(Work item)
In exact form, please repeat the records from their opening line down to the line with "Query: porch roof", including that line.

[Dataset entries]
╭──

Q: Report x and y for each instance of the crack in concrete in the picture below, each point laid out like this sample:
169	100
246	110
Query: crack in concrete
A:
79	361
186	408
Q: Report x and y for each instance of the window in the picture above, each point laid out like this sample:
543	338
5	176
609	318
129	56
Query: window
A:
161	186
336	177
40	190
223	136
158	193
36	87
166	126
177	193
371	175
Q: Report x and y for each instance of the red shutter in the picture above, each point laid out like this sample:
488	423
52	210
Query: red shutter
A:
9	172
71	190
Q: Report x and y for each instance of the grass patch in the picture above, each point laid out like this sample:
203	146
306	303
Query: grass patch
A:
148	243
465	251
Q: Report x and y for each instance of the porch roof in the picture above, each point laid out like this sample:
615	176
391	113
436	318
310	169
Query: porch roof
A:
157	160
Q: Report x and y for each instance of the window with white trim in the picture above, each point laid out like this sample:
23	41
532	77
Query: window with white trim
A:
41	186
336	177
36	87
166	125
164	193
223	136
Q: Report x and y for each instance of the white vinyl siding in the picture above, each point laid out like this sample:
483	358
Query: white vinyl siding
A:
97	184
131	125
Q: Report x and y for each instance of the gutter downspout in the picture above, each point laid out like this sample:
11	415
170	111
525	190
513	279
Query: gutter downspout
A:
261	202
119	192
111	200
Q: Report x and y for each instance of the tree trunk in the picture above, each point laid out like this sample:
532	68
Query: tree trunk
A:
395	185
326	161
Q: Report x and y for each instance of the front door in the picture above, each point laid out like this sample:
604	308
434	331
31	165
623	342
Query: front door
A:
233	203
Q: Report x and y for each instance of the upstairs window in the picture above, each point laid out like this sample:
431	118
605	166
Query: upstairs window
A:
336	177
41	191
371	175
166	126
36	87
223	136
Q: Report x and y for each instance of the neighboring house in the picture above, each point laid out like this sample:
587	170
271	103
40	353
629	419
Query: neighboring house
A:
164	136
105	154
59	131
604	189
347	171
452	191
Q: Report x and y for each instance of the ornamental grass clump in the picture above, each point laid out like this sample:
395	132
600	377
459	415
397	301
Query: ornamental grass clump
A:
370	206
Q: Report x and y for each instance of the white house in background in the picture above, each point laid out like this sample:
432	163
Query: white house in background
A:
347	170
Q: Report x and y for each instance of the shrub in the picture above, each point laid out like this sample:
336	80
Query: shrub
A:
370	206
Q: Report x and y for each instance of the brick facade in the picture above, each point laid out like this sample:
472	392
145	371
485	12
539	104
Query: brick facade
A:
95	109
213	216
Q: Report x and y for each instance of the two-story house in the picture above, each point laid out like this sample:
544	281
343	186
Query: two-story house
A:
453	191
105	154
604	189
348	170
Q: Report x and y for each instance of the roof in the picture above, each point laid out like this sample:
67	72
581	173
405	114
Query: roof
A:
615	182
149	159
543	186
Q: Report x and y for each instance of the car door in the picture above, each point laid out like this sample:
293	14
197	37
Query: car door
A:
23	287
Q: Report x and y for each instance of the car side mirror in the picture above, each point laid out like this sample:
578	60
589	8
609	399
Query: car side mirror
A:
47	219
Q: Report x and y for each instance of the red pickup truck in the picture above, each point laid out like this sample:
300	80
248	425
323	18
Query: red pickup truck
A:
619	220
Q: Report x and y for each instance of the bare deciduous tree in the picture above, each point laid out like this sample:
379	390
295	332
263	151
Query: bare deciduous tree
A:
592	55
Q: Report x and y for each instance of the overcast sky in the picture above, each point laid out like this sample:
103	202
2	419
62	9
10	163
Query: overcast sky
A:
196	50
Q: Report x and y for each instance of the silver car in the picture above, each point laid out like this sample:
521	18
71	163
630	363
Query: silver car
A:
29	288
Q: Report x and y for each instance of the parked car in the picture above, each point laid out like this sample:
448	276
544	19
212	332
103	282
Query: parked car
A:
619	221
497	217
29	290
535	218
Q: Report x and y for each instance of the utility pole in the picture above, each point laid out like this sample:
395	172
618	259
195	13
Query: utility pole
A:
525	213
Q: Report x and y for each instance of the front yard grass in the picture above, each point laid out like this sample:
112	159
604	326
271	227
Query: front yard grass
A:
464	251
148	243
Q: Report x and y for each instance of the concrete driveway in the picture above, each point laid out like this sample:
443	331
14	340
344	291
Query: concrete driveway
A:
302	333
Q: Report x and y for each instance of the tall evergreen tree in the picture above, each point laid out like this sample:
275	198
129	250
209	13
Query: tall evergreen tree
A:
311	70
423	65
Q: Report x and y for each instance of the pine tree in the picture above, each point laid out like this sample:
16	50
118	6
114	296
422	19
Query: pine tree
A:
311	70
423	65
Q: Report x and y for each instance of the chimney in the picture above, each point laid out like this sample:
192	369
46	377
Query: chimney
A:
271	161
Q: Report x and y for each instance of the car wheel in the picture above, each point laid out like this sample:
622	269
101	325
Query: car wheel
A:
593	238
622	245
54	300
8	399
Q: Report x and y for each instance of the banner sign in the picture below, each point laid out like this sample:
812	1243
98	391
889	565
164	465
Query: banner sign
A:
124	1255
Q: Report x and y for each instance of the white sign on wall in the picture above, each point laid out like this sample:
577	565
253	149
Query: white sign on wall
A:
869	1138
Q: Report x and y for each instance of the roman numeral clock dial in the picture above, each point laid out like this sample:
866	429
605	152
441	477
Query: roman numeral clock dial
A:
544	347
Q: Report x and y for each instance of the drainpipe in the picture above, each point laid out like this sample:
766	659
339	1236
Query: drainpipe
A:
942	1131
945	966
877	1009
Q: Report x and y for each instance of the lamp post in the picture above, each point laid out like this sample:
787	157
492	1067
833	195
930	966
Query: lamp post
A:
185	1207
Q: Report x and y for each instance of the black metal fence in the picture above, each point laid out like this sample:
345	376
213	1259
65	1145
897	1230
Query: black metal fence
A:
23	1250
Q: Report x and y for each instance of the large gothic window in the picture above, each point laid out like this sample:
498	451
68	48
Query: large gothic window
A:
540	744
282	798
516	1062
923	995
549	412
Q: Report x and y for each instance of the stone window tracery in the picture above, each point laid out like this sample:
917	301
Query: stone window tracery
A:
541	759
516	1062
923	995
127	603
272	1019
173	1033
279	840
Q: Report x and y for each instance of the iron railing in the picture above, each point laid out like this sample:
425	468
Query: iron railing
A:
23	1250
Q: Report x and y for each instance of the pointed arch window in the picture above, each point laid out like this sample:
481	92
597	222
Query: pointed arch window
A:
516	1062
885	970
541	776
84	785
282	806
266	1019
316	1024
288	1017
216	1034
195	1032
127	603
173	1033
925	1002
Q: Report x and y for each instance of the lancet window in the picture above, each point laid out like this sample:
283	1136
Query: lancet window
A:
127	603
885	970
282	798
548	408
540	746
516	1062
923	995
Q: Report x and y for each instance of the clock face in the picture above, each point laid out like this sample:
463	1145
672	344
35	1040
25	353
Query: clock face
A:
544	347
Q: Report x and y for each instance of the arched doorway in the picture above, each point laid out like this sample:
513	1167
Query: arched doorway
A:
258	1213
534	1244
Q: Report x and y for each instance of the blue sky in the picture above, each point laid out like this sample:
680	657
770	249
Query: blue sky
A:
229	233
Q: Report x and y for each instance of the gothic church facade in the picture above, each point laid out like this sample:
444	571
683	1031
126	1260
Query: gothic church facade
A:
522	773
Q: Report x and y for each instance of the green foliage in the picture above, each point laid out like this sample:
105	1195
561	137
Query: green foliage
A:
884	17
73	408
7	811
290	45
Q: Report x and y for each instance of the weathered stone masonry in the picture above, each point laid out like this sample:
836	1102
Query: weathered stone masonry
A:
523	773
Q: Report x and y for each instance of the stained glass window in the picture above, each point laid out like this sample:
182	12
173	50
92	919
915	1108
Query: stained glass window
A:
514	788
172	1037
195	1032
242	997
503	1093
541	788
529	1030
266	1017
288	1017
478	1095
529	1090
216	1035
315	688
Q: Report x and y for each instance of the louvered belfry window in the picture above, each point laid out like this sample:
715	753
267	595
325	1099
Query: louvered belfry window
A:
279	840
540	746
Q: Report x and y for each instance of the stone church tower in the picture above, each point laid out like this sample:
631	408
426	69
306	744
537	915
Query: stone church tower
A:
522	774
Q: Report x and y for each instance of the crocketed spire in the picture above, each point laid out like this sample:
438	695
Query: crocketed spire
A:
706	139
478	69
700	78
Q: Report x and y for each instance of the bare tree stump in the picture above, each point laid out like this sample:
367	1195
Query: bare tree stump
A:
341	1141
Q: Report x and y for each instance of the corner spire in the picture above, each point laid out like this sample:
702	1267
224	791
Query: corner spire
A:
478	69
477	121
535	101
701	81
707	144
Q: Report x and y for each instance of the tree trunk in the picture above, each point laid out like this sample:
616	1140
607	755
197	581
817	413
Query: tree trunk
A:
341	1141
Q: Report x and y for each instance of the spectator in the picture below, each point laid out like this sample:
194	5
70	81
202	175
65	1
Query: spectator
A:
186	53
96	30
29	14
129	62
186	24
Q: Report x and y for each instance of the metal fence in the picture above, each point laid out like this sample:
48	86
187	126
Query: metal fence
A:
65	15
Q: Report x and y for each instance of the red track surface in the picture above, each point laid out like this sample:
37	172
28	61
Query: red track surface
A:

╰──

(Written solution)
Q: Report x and y for each instance of the crack in concrete in the picture below, each point laid out like this sample:
169	100
246	110
Query: crack in concrete
A:
79	361
186	408
Q: Report x and y for each instance of the window in the picture above, each point laid out like this sample:
543	338
5	176
609	318
129	56
Query: window
A:
161	186
336	177
40	190
223	136
158	193
36	87
166	126
177	193
371	175
Q: Report x and y for each instance of the red shutter in the picture above, each point laid out like this sample:
488	423
52	210
Query: red shutter
A:
9	172
71	190
Q: Report x and y for each instance of the grass patch in the picture above, each point laid out like this sample:
203	146
306	303
Query: grass patch
A:
148	243
465	251
Q: Report x and y for each instance of the porch roof in the picture above, each point laid out like this sample:
615	176
391	113
436	318
310	169
Query: porch roof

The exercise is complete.